[Dataset rows]
[start]

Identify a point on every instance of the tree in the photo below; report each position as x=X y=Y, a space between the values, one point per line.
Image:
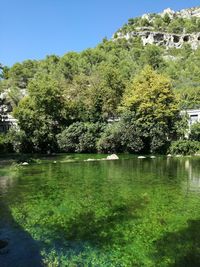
x=42 y=113
x=195 y=132
x=151 y=98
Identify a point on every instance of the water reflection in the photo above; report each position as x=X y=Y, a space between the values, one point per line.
x=20 y=249
x=192 y=168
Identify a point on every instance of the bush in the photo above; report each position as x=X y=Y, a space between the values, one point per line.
x=184 y=147
x=195 y=132
x=20 y=142
x=5 y=145
x=110 y=140
x=80 y=137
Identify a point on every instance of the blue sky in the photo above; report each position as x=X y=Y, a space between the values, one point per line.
x=32 y=29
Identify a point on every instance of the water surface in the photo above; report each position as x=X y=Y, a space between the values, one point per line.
x=129 y=212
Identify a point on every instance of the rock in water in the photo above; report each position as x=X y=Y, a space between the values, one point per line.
x=112 y=157
x=25 y=163
x=3 y=244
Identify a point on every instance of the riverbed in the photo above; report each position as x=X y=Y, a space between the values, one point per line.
x=67 y=211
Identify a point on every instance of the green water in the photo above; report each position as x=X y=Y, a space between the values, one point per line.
x=128 y=212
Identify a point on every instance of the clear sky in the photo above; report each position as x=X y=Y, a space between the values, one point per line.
x=32 y=29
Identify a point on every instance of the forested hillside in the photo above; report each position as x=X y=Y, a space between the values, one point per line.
x=65 y=103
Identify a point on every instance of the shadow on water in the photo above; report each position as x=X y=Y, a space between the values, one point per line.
x=102 y=231
x=17 y=247
x=182 y=247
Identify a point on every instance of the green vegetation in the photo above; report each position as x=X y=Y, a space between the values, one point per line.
x=69 y=100
x=156 y=22
x=184 y=147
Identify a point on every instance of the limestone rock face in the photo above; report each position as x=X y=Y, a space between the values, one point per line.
x=169 y=40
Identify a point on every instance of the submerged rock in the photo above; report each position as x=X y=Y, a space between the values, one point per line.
x=112 y=157
x=25 y=163
x=3 y=247
x=3 y=244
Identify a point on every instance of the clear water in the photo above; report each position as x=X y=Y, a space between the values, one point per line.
x=128 y=212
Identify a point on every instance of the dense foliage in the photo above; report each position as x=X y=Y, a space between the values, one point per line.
x=163 y=23
x=55 y=98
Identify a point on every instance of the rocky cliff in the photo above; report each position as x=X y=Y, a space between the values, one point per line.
x=148 y=34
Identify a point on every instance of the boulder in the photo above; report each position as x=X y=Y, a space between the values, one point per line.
x=112 y=157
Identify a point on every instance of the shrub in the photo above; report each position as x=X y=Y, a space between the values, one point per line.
x=5 y=145
x=184 y=147
x=80 y=137
x=110 y=140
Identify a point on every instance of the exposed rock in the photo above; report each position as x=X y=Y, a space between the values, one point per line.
x=3 y=247
x=3 y=244
x=170 y=40
x=25 y=163
x=112 y=157
x=90 y=160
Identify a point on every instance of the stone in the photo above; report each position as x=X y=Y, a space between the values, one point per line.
x=25 y=163
x=112 y=157
x=3 y=247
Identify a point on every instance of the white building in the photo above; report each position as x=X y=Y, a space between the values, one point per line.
x=193 y=115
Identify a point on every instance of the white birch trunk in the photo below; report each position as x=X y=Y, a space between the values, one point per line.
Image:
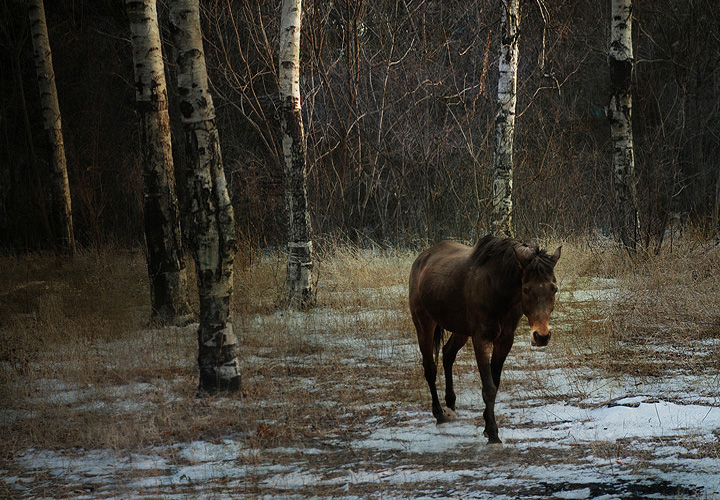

[end]

**WHAT YOU WILL DO**
Display each line of the listing above that contains the word "clear".

**ANSWER IN FULL**
Identify a point on every instance of the clear sky in the photo above; report each position as x=X y=Y, a space between the values, one point per line.
Identify a point on every instance of the clear water in the photo above; report each position as x=X y=Y, a space between the values, one point per line.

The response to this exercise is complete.